» CONSIGNE
Répondez à ces questions à partir du document ci-dessous sur les frères Ordjonikidzé :
(a) Dans quelle ville Sergo Ordjonikidzé fête-t-il ses cinquante ans ?
(b) Qui Sergo convoque-t-il pour négocier la libération de son frère ?
(c) Quel surnom donne-t-on à Ivan, le frère cadet ?

À la fin d’octobre, le pays fête bruyamment le cinquantième anniversaire de Sergo Ordjonikidzé, qui lui-même le célèbre à Kislovodsk, ville de cure où il se soigne. Beria, sur ordre de Staline, fait arrêter en Géorgie son frère aîné Pavel, dit Papoulia. Impulsif et coléreux comme son cadet Sergo, Pavel n’avait pas sa langue dans sa poche. Sans doute persuadé d’être protégé par son nom, qui va pourtant bientôt coûter cher à ceux qui le portent, il se permet de mettre en cause les décisions du sommet. Depuis 1929, Staline ne tolère plus de telles libertés. En décembre 1936, une note arrive à la direction du NKVD de Géorgie : « Au printemps 1935, le trotskyste Papoulia Ordjonikidzé a critiqué Beria en termes grossiers112. »

Sergo Ordjonikidzé, furieux, convoque Baguirov pour négocier la libération de son frère. Il appelle Beria qui, au mépris de l’ordre hiérarchique, éconduit ce membre du bureau politique. Staline à son tour l’éconduit. Staline inaugure un procédé qu’il va largement utiliser jusqu’à sa mort : il fait arrêter la femme, le fils, le frère ou la sœur d’un collaborateur pour faire pression sur lui et tester sa docilité : Staline fera ainsi arrêter la femme de Molotov, d’Andreiev, de Kalinine, le frère de Kaganovitch. Celui qui proteste se condamne. Ordjonikidzé proteste. Mais on ne sait jamais. Et si Ordjonikidzé revenait en faveur demain ? Beria se méfie. Début novembre le frère cadet d’Ordjonikidzé, Ivan, dit Valiko, est accusé d’exprimer sa sympathie pour les trotskystes et de clamer l’innocence de son frère Pavel. Interrogé par le NKVD, il confirme ses propos et affirme que son frère et d’autres seront bientôt libérés. Par qui ? Sans doute sur l’intervention de Sergo. Valiko est aussitôt licencié de son travail. Sergo Ordjonikidzé proteste auprès de Beria qui, une semaine plus tard, le rassure. Il a convoqué Valiko qui a répété ses déclarations… mais Beria l’a fait réintégrer le jour même à son poste de travail.

» DONNÉES FOURNIES
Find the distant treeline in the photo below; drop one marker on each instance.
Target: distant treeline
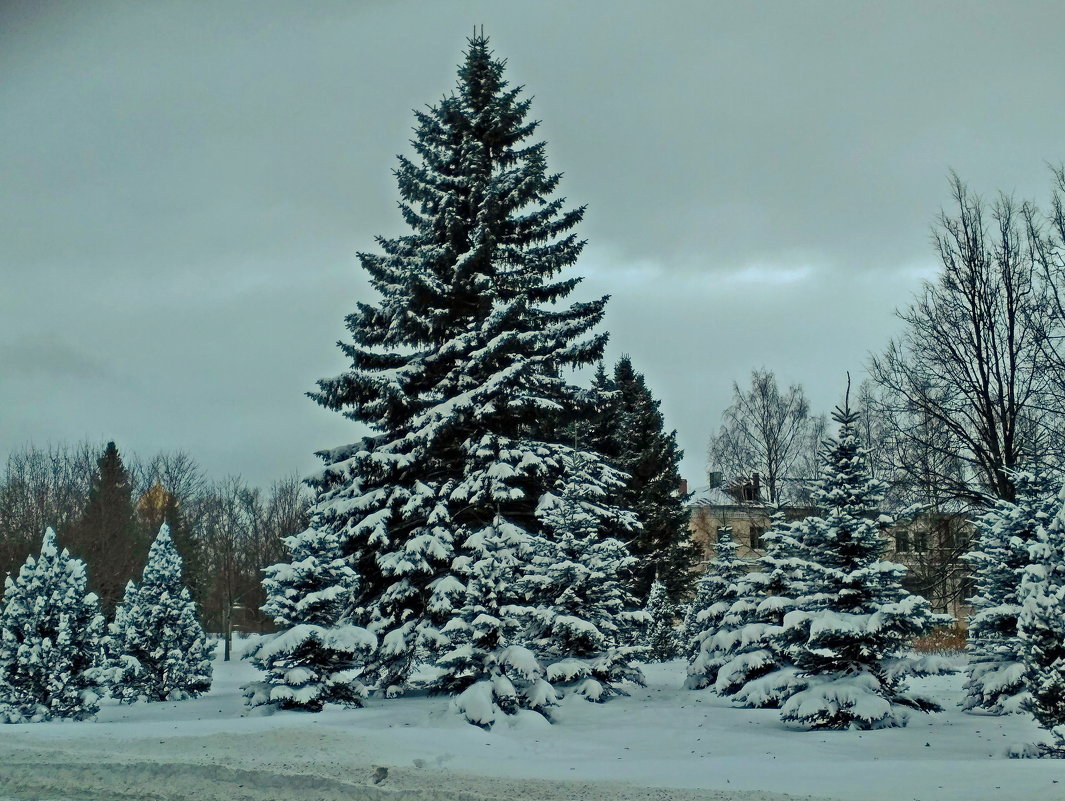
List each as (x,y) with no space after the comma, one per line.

» CORRIGÉ
(a) À Kislovodsk.
(b) Baguirov.
(c) Valiko.